— Given task —
Pull out every line below that contains the word "photo". Count a match only when the case is the same.

— Stored records —
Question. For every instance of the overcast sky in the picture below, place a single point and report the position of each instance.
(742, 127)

* * *

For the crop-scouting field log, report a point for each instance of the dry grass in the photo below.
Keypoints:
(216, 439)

* * *

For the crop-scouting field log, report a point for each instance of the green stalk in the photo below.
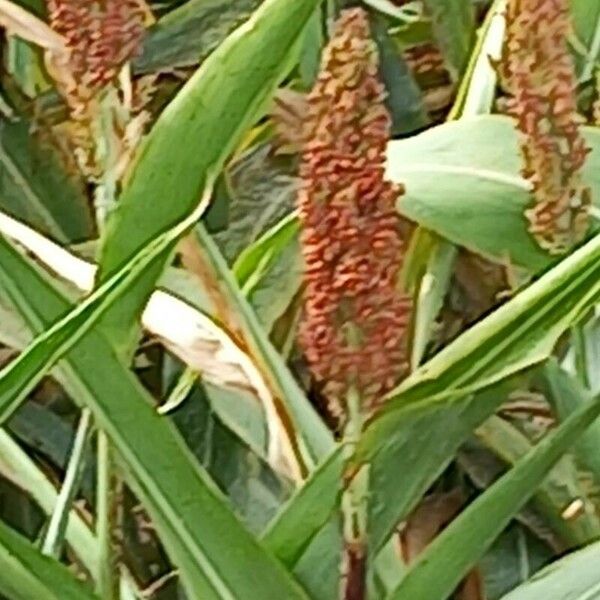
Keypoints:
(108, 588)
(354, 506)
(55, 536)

— Problem solution —
For the crop-scouting field log, report a point for each instance of the dry grass in the photo below.
For the crop-scouting field log, report a point for each instance of the green stalk in the photo below.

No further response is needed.